What this task involves ->
Copy each of the entries below verbatim, keeping every line in its original order.
○ ○ ○ ○ ○
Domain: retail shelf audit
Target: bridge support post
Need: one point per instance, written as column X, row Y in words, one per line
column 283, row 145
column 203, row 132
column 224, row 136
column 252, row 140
○ ○ ○ ○ ○
Expected answer ->
Domain: retail shelf audit
Target: bridge support post
Need: one point per instance, written as column X, row Y in words, one per line
column 283, row 145
column 203, row 132
column 224, row 136
column 252, row 140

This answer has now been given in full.